EXTRACT:
===============

Building coreboot from source
A step-by-step howto for a basic build of coreboot:
Download, configure and build coreboot
Install tools and libraries required for coreboot
Trisquel 8.0 LTS "Flidas" GNU/Linux
$ sudo apt install -y bison build-essential curl flex git gnat-5 libncurses5-dev m4 zlib1g-dev cmake gcc-multilib iasl
If you are using a different distribution you might need to install the basic gcc toolchain, wget, make and/or other packages.
Download coreboot source tree
$ git clone https://review.coreboot.org/coreboot $ cd coreboot
This will download a 'read-only' copy of the coreboot tree. This just means that if you made changes to the coreboot tree, you couldn't immediately contribute them back to the community. To pull a copy of coreboot that would allow you to contribute back, you would first need to sign up for an account on gerrit.
Build the coreboot toolchain
Please note that this can take a significant amount of time (e.g. ~6 minutes on a Vikings D8 with 8 cores)
$ make crossgcc-i386 CPUS=$(nproc)

===============

(Stored data)
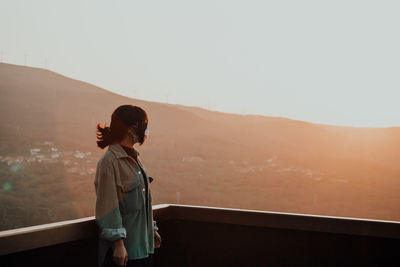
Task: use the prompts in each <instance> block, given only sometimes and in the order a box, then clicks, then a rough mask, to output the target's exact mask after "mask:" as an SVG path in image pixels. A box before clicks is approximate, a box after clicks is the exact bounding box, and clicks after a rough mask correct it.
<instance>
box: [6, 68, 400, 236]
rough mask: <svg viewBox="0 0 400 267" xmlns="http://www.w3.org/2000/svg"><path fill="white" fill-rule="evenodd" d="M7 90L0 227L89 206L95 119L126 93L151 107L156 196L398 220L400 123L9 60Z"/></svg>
mask: <svg viewBox="0 0 400 267" xmlns="http://www.w3.org/2000/svg"><path fill="white" fill-rule="evenodd" d="M139 89H140V88H137V90H139ZM0 94H1V98H0V112H1V123H0V140H1V142H0V172H1V173H0V183H1V184H2V187H3V191H2V194H1V195H0V205H1V206H2V208H3V210H2V213H0V221H2V222H3V225H2V226H1V227H2V228H3V229H5V228H9V227H11V228H13V227H16V226H23V225H31V224H37V223H42V222H48V221H56V220H60V219H68V218H75V217H82V216H91V215H93V212H94V210H93V208H94V199H95V195H94V187H93V178H94V167H95V164H96V162H97V159H98V157H99V156H100V155H101V153H103V151H102V150H100V149H99V148H97V147H96V143H95V141H96V135H95V130H96V129H95V127H96V124H97V122H100V123H101V124H104V123H107V124H108V125H109V123H110V116H111V113H112V111H113V110H114V109H115V108H116V107H117V106H119V105H122V104H134V105H139V106H141V107H143V108H144V109H145V110H146V111H147V112H148V115H149V129H150V136H149V138H148V140H147V142H146V143H145V144H144V145H143V146H141V147H139V148H138V149H139V150H140V151H141V157H142V161H143V163H144V164H145V167H146V169H147V170H148V172H149V174H150V175H151V176H153V177H154V178H155V180H154V183H152V190H153V191H152V192H153V201H154V202H153V204H157V203H164V202H170V203H174V202H177V201H179V202H180V203H186V204H200V205H211V206H227V207H237V208H251V209H266V210H283V211H291V212H306V213H307V212H308V213H319V214H329V215H341V216H354V217H357V216H358V217H371V218H381V219H398V220H399V219H400V209H399V208H398V207H399V204H400V198H399V197H398V193H397V192H398V190H399V189H400V179H399V177H400V168H399V166H400V165H399V164H398V159H399V158H400V142H399V138H400V128H399V127H392V128H383V129H372V128H353V127H337V126H329V125H320V124H313V123H308V122H303V121H296V120H291V119H286V118H277V117H267V116H258V115H246V116H244V115H237V114H228V113H223V112H215V111H208V110H205V109H202V108H198V107H188V106H183V105H176V104H165V103H157V102H150V101H144V100H138V99H132V98H128V97H125V96H121V95H118V94H115V93H112V92H109V91H107V90H104V89H102V88H100V87H96V86H94V85H91V84H88V83H85V82H81V81H77V80H73V79H70V78H67V77H65V76H62V75H59V74H57V73H54V72H51V71H48V70H43V69H38V68H30V67H22V66H16V65H11V64H4V63H2V64H0ZM227 101H229V99H227ZM31 149H33V150H31ZM38 149H40V150H38ZM178 196H179V198H178ZM28 207H29V209H28ZM44 214H45V215H44ZM16 222H18V223H16Z"/></svg>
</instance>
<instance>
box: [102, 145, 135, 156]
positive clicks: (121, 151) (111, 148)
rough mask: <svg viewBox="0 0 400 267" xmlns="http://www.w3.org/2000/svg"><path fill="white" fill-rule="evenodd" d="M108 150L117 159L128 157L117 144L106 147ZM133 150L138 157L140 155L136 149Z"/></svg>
mask: <svg viewBox="0 0 400 267" xmlns="http://www.w3.org/2000/svg"><path fill="white" fill-rule="evenodd" d="M108 150H110V151H112V152H113V153H114V154H115V156H116V157H117V158H122V157H128V154H127V153H126V151H125V150H124V149H123V148H122V147H121V145H120V144H119V143H114V144H111V145H109V146H108ZM133 150H134V151H135V152H136V156H139V155H140V153H139V151H138V150H136V148H133Z"/></svg>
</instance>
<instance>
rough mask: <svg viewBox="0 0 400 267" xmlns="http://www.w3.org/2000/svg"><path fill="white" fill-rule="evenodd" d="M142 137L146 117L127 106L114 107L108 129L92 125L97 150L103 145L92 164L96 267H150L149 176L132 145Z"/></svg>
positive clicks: (144, 133)
mask: <svg viewBox="0 0 400 267" xmlns="http://www.w3.org/2000/svg"><path fill="white" fill-rule="evenodd" d="M148 134H149V128H148V117H147V113H146V112H145V111H144V110H143V109H142V108H140V107H138V106H133V105H121V106H119V107H118V108H116V109H115V110H114V112H113V113H112V115H111V123H110V127H107V126H104V127H101V126H100V124H99V123H98V124H97V139H98V140H97V141H96V143H97V146H98V147H99V148H101V149H104V148H105V147H107V146H108V149H107V150H106V151H105V152H104V153H103V154H102V155H101V157H100V159H99V161H98V162H97V167H96V174H95V179H94V185H95V191H96V209H95V219H96V223H97V225H98V228H99V244H98V267H114V266H127V267H131V266H152V265H153V255H154V251H155V248H159V247H160V246H161V236H160V234H159V233H158V227H157V223H156V221H154V220H153V209H152V197H151V190H150V186H149V184H150V183H151V182H152V181H153V178H152V177H149V176H148V175H147V171H146V169H145V168H144V166H143V164H142V163H141V162H140V159H139V155H140V153H139V151H138V150H137V149H135V147H134V145H135V144H136V143H139V144H140V145H142V144H143V143H144V141H145V140H146V138H147V136H148Z"/></svg>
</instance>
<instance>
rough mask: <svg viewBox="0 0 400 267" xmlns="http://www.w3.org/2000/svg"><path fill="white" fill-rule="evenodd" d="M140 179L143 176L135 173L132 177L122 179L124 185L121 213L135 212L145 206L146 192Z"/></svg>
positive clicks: (142, 207)
mask: <svg viewBox="0 0 400 267" xmlns="http://www.w3.org/2000/svg"><path fill="white" fill-rule="evenodd" d="M139 179H141V177H140V176H139V175H135V176H134V177H133V178H132V179H124V180H121V182H122V185H123V187H124V192H123V195H122V203H121V204H122V205H121V213H123V214H133V213H136V212H138V211H140V210H141V209H143V208H144V207H143V206H144V202H143V194H144V192H142V186H141V185H142V183H141V182H140V180H139Z"/></svg>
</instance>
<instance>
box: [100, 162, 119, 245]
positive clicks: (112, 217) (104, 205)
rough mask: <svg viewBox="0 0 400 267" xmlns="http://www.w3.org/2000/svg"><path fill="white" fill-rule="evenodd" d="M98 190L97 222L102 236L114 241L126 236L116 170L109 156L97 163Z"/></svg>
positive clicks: (111, 241) (107, 239)
mask: <svg viewBox="0 0 400 267" xmlns="http://www.w3.org/2000/svg"><path fill="white" fill-rule="evenodd" d="M94 185H95V190H96V212H95V218H96V223H97V225H98V226H99V230H100V237H101V238H104V239H106V240H108V241H111V242H114V241H116V240H118V239H121V238H124V239H125V238H126V229H125V228H124V227H123V225H122V218H121V213H120V210H119V200H118V195H117V186H116V181H115V171H114V167H113V165H112V163H111V162H110V160H109V159H107V158H102V159H100V160H99V162H98V163H97V168H96V175H95V180H94Z"/></svg>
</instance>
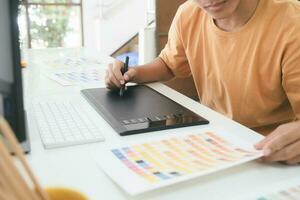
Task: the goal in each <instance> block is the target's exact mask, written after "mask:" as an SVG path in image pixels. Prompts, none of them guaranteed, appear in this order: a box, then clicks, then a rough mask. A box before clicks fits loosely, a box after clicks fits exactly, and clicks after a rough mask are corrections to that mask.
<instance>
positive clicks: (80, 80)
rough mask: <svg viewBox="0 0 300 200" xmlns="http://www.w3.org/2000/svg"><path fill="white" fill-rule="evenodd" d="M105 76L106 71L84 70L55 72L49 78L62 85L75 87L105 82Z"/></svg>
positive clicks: (95, 70)
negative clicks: (80, 85) (104, 79)
mask: <svg viewBox="0 0 300 200" xmlns="http://www.w3.org/2000/svg"><path fill="white" fill-rule="evenodd" d="M104 75H105V73H104V70H102V71H101V70H100V69H84V70H77V71H66V72H55V73H51V74H50V75H49V77H50V78H51V79H52V80H55V81H57V82H58V83H60V84H61V85H74V84H93V83H99V82H103V80H104Z"/></svg>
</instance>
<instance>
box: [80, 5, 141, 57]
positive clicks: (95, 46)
mask: <svg viewBox="0 0 300 200" xmlns="http://www.w3.org/2000/svg"><path fill="white" fill-rule="evenodd" d="M112 1H115V2H116V4H115V5H114V6H112V7H111V8H109V9H108V8H104V9H101V6H100V4H101V2H102V3H104V4H106V2H112ZM146 10H147V0H110V1H108V0H83V18H84V22H83V24H84V34H85V35H84V40H85V47H88V48H96V49H98V50H99V51H100V52H101V53H103V54H105V55H110V54H111V53H113V52H114V51H115V50H117V49H118V48H119V47H120V46H122V45H123V44H124V43H125V42H127V41H128V40H129V39H130V38H131V37H133V36H134V35H135V34H136V33H138V31H139V30H140V29H141V28H143V27H145V26H146V25H147V20H146Z"/></svg>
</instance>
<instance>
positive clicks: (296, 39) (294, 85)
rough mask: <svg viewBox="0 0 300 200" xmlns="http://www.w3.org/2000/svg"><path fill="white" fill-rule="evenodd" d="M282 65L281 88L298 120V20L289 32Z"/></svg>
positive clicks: (298, 54) (298, 98) (298, 62)
mask: <svg viewBox="0 0 300 200" xmlns="http://www.w3.org/2000/svg"><path fill="white" fill-rule="evenodd" d="M282 67H283V68H282V76H283V80H282V81H283V82H282V84H283V88H284V90H285V92H286V95H287V97H288V99H289V102H290V104H291V106H292V109H293V111H294V113H295V115H296V118H297V120H300V21H299V22H298V24H297V26H296V27H295V28H293V29H292V31H291V32H290V34H289V42H288V44H287V46H286V51H285V55H284V57H283V66H282Z"/></svg>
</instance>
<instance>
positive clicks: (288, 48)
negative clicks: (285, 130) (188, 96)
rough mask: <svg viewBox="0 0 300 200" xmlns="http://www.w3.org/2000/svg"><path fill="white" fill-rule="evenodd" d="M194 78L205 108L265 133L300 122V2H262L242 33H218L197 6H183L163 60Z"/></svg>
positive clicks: (173, 31) (172, 23)
mask: <svg viewBox="0 0 300 200" xmlns="http://www.w3.org/2000/svg"><path fill="white" fill-rule="evenodd" d="M159 57H160V58H161V59H162V60H163V61H164V62H165V63H166V64H167V66H168V67H169V68H170V69H171V70H172V72H173V73H174V75H175V76H177V77H188V76H191V75H192V76H193V78H194V81H195V85H196V88H197V92H198V95H199V98H200V101H201V103H202V104H203V105H206V106H208V107H210V108H212V109H213V110H215V111H218V112H220V113H223V114H224V115H226V116H228V117H230V118H231V119H233V120H235V121H237V122H240V123H241V124H243V125H245V126H248V127H249V128H252V129H254V130H256V131H258V132H260V133H263V134H268V133H270V132H271V131H272V130H274V128H276V127H277V126H278V125H280V124H283V123H286V122H289V121H292V120H296V119H300V3H299V2H298V1H296V0H260V2H259V4H258V6H257V8H256V11H255V13H254V15H253V16H252V17H251V19H250V20H249V21H248V22H247V23H246V24H245V25H243V26H242V27H241V28H240V29H239V30H237V31H234V32H226V31H222V30H221V29H219V28H218V27H217V26H216V25H215V23H214V21H213V19H212V17H211V16H210V15H208V14H207V13H206V12H205V11H203V10H202V9H201V8H200V7H199V6H198V5H197V4H196V3H195V2H193V1H188V2H186V3H184V4H183V5H181V6H180V8H179V9H178V11H177V13H176V16H175V18H174V20H173V23H172V25H171V28H170V31H169V38H168V43H167V44H166V46H165V48H164V49H163V50H162V52H161V54H160V56H159Z"/></svg>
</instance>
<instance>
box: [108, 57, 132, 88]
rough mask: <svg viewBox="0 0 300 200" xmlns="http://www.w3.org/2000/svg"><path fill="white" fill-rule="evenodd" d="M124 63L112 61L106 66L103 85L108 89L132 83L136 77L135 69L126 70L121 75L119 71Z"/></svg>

===============

WHAT THIS EXERCISE ASKS:
a) Format the entries as a numbered list, omitting blank lines and any pictures: begin at the first line of the entries and stop after the line that contains "90L0 227L89 206L95".
b) Resume the coreboot build howto from the point at which it ends.

YOUR RESPONSES:
a)
1. Task: use the prompts in each <instance> block, given only sometimes and in the order a box, then clicks, then a rough mask, to output the target's exact mask after "mask:" as an SVG path in image pixels. A box before clicks is approximate, a box after clicks is the exact bounding box, and clicks after a rough mask correct it.
2. <instance>
3. box: [6, 68, 400, 236]
4. rough mask: <svg viewBox="0 0 400 267" xmlns="http://www.w3.org/2000/svg"><path fill="white" fill-rule="evenodd" d="M7 90L0 227L89 206L95 119L126 93L151 107L156 196L398 220L400 123L9 60Z"/></svg>

b)
"CPUS=$(nproc)" will build with the # of cores available in your system. If you'd prefer to use a different number of cores, e.g. only one, adjust to:
$ make crossgcc-i386 CPUS=1
This builds one of the coreboot cross-compiler toolchains for x86 platforms. Because of the variability of compilers and the other required tools between the various operating systems that coreboot can be built on, coreboot supplies and uses its own cross-compiler toolchain to build the binaries that end up as part of the coreboot ROM. The toolchain provided by the operating system (the 'host toolchain') is used to build various tools that will run on the local system during the build process.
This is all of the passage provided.